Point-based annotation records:
━━━━━━━━━━━━━━━━
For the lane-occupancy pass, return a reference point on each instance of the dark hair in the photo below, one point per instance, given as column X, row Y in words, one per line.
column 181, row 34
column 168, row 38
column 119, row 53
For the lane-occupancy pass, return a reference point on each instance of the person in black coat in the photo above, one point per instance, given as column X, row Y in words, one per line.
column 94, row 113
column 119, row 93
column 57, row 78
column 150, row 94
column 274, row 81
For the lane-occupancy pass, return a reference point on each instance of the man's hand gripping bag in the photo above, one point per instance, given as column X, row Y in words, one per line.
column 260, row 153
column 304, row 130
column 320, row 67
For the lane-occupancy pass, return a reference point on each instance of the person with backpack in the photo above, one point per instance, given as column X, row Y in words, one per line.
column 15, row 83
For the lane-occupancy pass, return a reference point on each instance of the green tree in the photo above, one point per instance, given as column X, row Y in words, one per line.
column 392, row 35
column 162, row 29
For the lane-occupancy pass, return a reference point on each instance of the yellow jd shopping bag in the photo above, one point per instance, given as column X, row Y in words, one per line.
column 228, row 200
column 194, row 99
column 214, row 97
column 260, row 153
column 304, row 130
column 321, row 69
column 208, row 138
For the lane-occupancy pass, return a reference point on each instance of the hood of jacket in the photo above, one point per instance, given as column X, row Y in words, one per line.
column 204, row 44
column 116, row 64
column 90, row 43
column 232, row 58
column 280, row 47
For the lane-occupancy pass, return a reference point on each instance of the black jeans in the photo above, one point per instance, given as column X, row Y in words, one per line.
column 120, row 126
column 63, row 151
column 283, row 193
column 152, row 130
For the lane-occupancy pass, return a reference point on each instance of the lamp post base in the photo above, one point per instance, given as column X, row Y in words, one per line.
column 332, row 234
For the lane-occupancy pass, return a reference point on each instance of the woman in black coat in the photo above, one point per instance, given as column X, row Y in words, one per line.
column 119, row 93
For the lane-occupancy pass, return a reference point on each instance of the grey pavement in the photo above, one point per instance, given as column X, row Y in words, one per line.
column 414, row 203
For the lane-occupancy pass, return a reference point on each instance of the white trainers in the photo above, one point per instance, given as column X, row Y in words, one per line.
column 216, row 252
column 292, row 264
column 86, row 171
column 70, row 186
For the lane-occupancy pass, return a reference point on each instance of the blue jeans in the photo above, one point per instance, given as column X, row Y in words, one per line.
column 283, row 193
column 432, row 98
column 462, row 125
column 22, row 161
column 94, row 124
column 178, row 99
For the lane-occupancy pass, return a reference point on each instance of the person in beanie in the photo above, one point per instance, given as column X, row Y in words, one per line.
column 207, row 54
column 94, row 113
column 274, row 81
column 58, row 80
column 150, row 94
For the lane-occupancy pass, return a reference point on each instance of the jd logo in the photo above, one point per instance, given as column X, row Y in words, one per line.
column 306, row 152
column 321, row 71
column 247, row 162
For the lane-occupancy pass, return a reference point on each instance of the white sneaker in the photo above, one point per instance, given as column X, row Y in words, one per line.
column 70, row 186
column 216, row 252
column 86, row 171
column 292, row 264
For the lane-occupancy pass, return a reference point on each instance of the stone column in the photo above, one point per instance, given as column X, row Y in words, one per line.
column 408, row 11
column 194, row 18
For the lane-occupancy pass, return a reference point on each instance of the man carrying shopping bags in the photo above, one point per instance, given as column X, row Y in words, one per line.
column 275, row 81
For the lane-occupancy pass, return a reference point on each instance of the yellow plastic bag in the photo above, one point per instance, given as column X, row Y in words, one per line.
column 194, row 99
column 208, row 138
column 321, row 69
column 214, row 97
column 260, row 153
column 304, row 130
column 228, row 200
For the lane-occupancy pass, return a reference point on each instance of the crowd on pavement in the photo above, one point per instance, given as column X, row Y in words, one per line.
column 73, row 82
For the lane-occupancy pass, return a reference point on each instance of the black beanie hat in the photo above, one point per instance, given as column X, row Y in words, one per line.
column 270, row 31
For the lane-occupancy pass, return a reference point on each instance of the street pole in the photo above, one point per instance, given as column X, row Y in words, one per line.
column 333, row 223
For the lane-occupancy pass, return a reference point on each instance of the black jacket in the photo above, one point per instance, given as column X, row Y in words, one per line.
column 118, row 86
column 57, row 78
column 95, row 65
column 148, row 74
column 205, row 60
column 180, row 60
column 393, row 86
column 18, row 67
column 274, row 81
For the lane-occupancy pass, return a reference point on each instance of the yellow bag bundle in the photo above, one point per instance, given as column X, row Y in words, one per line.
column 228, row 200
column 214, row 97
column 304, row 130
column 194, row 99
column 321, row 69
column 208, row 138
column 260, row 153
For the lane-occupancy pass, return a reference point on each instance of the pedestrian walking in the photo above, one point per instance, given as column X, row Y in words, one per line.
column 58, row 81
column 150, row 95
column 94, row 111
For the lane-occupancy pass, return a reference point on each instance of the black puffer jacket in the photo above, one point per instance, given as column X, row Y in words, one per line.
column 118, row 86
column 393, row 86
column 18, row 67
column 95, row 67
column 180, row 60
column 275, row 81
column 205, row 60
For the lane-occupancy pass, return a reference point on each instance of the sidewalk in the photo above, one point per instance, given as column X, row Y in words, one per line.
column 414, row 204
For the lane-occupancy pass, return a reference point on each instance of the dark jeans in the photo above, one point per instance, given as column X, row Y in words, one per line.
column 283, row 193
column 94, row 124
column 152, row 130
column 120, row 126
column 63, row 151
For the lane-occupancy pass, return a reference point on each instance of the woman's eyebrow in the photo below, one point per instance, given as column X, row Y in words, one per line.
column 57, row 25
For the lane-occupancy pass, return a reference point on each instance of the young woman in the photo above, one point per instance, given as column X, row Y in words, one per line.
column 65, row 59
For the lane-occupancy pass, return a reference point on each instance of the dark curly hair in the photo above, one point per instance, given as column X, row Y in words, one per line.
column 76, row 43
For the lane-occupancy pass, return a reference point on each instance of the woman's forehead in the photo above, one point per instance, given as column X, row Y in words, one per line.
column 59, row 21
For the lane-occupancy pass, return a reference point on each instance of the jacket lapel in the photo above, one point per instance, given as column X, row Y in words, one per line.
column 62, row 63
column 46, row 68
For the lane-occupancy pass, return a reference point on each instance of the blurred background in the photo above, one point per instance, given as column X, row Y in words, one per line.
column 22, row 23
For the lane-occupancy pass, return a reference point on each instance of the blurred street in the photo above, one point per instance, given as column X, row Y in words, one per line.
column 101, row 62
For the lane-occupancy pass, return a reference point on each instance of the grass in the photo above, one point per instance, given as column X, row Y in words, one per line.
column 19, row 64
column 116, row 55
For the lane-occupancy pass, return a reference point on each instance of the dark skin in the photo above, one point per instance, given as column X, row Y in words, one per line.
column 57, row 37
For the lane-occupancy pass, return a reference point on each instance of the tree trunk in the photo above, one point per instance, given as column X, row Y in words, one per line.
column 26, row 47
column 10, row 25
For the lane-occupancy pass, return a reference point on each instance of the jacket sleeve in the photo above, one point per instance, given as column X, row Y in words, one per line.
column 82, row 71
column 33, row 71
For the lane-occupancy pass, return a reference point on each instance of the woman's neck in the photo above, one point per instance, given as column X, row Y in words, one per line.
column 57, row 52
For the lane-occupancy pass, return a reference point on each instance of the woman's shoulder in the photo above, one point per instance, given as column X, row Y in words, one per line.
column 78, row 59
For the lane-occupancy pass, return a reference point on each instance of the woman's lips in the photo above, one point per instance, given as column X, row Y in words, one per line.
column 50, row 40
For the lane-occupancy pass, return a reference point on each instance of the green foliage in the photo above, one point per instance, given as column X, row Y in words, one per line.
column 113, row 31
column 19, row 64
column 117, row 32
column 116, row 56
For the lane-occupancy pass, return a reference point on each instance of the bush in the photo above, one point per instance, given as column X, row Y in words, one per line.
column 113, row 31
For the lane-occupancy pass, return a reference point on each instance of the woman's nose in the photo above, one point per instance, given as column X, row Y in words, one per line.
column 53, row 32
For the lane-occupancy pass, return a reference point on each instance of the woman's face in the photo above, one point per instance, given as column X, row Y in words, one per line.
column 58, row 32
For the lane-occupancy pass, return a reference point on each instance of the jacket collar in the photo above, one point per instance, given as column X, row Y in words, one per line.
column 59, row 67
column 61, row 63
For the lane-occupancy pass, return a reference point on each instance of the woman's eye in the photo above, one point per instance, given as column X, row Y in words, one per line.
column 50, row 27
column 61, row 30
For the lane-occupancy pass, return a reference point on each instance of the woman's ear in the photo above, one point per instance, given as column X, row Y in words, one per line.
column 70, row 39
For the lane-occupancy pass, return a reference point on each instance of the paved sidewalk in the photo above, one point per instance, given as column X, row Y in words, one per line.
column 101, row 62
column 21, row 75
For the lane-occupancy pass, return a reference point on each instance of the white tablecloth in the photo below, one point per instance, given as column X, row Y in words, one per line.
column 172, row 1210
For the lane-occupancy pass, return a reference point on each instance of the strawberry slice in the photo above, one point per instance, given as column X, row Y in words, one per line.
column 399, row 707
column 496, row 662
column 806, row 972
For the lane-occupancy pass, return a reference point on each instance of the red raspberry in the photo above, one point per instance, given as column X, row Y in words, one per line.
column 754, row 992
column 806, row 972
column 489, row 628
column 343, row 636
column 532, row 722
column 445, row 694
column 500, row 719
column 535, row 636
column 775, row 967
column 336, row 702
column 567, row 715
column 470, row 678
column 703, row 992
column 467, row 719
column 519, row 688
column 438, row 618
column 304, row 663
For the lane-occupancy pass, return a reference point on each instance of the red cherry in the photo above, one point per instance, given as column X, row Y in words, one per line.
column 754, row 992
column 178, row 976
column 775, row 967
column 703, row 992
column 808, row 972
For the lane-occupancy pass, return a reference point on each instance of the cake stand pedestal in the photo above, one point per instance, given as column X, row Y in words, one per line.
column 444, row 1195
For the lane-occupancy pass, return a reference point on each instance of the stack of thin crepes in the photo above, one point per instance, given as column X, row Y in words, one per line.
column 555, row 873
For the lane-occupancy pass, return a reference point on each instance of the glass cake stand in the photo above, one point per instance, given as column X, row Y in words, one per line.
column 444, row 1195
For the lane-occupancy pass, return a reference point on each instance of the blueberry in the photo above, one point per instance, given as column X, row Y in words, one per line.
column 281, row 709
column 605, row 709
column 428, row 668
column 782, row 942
━━━━━━━━━━━━━━━━
Exercise aim:
Rewrite the records starting at the line that contains "of the grass" and ending at the line that contains "column 116, row 55", changing "reference point" to "anchor point" and keeping everything else the same.

Exercise answer:
For the lane-occupancy pass, return a anchor point on each instance of the grass in the photo above, one point per instance, given as column X, row Y in words, one per line.
column 19, row 64
column 116, row 55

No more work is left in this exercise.